#### Task objective:
Output exactly the lines that run from the top of the entries to the line holding "# for every instance of the magenta", including both of those lines.

#### Provided records:
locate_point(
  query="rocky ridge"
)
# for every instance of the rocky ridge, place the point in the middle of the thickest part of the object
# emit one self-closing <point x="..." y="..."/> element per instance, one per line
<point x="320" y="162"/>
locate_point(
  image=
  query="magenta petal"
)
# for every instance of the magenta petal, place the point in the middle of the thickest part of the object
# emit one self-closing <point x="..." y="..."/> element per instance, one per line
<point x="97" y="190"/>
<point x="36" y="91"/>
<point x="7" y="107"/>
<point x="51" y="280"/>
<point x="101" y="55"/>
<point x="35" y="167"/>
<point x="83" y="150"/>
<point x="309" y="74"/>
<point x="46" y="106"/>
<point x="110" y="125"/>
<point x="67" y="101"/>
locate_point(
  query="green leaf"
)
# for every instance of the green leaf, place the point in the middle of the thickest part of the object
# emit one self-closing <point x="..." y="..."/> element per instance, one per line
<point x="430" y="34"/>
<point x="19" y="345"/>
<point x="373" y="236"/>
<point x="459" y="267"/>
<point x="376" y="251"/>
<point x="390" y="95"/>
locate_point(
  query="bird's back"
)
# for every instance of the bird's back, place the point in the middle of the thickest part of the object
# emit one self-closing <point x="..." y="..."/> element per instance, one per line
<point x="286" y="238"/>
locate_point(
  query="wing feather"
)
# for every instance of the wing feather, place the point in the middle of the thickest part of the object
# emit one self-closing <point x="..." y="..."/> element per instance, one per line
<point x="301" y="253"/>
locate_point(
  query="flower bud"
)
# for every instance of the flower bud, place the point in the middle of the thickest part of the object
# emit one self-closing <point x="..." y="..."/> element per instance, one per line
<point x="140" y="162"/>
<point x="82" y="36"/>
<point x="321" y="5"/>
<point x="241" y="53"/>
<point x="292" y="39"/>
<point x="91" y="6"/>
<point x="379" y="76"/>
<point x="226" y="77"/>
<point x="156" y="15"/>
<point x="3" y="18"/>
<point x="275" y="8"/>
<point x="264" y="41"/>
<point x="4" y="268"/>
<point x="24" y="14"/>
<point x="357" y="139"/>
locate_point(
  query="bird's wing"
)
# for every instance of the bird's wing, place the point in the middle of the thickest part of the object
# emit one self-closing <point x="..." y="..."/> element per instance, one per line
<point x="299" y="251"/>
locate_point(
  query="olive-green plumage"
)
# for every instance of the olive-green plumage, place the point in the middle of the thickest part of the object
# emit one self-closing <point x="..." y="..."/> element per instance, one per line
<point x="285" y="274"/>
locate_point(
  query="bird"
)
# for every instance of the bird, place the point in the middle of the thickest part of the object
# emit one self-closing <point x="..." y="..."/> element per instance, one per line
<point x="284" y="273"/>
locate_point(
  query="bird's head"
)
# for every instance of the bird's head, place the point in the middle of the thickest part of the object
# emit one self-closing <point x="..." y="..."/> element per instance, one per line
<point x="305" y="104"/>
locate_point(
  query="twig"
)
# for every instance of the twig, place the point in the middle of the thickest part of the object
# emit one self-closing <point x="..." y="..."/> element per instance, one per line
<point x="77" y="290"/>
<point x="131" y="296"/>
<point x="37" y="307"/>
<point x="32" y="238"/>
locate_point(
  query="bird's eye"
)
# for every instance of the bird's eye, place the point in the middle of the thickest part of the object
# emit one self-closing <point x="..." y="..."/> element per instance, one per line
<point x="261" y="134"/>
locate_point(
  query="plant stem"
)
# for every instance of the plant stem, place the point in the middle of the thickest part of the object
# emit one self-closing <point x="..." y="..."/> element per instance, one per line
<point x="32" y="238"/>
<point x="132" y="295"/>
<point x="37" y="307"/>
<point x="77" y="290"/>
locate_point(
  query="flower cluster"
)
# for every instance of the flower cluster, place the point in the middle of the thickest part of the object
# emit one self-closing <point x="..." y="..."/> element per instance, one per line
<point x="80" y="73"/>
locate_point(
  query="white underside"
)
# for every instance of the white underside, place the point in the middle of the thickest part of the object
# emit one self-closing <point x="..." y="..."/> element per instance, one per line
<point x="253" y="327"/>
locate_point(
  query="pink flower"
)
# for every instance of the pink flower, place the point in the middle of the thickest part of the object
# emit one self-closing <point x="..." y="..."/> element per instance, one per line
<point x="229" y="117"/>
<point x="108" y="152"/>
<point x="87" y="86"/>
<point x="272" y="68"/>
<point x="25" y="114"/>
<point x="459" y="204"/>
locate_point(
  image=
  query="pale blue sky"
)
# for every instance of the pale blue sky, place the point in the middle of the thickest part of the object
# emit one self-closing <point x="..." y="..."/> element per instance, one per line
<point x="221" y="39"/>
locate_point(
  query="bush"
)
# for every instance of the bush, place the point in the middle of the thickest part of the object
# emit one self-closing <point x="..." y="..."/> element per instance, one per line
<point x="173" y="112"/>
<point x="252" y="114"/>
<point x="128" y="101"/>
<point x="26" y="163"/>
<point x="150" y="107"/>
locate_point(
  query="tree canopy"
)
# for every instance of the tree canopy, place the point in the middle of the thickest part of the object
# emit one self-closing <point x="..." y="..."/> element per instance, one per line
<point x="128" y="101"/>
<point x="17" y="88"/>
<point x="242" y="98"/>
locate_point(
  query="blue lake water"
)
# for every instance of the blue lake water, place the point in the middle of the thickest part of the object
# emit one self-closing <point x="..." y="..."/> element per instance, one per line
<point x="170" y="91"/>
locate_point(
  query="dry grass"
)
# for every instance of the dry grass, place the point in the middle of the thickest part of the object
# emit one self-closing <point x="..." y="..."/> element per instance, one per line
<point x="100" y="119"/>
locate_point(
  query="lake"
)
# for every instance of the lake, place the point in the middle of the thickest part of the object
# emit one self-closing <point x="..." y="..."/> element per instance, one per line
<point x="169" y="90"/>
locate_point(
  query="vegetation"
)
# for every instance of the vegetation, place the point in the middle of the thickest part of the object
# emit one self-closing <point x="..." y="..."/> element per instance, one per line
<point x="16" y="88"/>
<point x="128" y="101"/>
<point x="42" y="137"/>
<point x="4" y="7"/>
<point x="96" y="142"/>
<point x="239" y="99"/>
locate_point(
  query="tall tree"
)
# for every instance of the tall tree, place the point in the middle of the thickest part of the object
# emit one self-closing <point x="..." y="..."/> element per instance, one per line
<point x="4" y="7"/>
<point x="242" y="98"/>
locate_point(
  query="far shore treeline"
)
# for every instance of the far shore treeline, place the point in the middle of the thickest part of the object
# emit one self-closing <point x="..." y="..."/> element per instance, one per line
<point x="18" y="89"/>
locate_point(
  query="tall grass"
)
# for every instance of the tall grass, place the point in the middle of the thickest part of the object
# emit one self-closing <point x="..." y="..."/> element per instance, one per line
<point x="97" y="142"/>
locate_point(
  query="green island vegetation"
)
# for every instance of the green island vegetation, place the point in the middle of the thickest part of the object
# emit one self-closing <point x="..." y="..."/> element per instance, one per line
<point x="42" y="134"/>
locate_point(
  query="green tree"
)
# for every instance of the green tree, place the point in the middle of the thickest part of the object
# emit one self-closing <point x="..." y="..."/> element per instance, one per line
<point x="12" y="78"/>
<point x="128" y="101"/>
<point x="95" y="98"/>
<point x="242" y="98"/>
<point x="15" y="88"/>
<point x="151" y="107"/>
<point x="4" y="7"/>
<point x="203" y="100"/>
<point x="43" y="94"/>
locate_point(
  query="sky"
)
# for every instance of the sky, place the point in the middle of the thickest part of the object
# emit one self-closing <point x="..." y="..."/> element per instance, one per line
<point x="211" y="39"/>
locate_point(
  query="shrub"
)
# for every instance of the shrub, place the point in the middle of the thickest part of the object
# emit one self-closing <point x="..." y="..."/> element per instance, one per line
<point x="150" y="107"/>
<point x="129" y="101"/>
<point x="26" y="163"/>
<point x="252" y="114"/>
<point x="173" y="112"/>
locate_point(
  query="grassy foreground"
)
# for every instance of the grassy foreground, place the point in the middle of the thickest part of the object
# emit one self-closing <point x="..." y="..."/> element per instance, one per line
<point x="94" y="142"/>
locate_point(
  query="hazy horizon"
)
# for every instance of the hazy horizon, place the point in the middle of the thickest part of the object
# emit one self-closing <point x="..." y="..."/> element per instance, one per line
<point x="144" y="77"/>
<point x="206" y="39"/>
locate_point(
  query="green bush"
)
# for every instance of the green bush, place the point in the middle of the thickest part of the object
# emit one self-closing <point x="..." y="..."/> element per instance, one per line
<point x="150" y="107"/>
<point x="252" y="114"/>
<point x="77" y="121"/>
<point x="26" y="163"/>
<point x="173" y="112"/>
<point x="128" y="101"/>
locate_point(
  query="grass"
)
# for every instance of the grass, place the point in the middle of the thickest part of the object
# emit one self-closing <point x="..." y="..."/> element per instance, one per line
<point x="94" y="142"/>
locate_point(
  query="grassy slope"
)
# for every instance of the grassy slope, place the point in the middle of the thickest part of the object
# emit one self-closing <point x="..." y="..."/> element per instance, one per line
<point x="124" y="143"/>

#### Output below:
locate_point(
  query="rocky ridge"
)
# for every instance of the rocky ridge, place the point in the middle of the thickest part of the object
# emit one self-closing <point x="..." y="..."/> element per instance, one per line
<point x="320" y="162"/>
locate_point(
  image=
  query="magenta petal"
)
# for every instance of the magenta petal, place the point in the middle of the thickest part of the object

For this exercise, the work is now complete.